[Rows from a dataset]
"""

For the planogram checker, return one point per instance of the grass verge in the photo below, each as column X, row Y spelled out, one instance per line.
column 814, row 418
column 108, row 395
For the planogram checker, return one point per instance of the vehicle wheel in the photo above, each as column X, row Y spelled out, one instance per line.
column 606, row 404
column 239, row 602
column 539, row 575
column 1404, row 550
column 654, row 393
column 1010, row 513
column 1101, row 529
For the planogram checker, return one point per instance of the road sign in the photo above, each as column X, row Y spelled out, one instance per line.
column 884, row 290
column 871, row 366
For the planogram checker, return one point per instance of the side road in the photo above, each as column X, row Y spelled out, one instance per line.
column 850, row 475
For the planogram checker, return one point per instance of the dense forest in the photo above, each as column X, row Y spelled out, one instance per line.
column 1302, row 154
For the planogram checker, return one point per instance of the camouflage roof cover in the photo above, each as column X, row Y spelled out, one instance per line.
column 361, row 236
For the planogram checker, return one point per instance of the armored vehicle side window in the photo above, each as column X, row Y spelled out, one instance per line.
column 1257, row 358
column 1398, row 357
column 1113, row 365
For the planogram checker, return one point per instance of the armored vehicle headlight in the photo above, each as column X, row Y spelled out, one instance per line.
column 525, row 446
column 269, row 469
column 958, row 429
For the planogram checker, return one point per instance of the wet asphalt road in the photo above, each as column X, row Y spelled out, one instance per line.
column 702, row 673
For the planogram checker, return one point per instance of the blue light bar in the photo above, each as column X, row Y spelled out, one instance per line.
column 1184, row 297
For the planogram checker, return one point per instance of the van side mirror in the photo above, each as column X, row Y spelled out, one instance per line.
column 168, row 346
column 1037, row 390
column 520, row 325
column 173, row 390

"""

- INSTRUCTIONS TO FOLLOW -
Put the records starting with the line with "of the dense" and going on through the line with "column 361, row 236" into a two-column CSV with the columns text and answer. Give one row per record, with each field quoted and any line breaks turned into spaces.

- RESPONSE -
text,answer
"For the planogram checker, return one point per instance of the dense forest in the photo above, each as column X, row Y spelled out, one instance per line.","column 1302, row 154"
"For the planogram checker, return one point per instance of the camouflage roof cover in the photo above, each as column X, row Y spelled out, one instance per line.","column 361, row 236"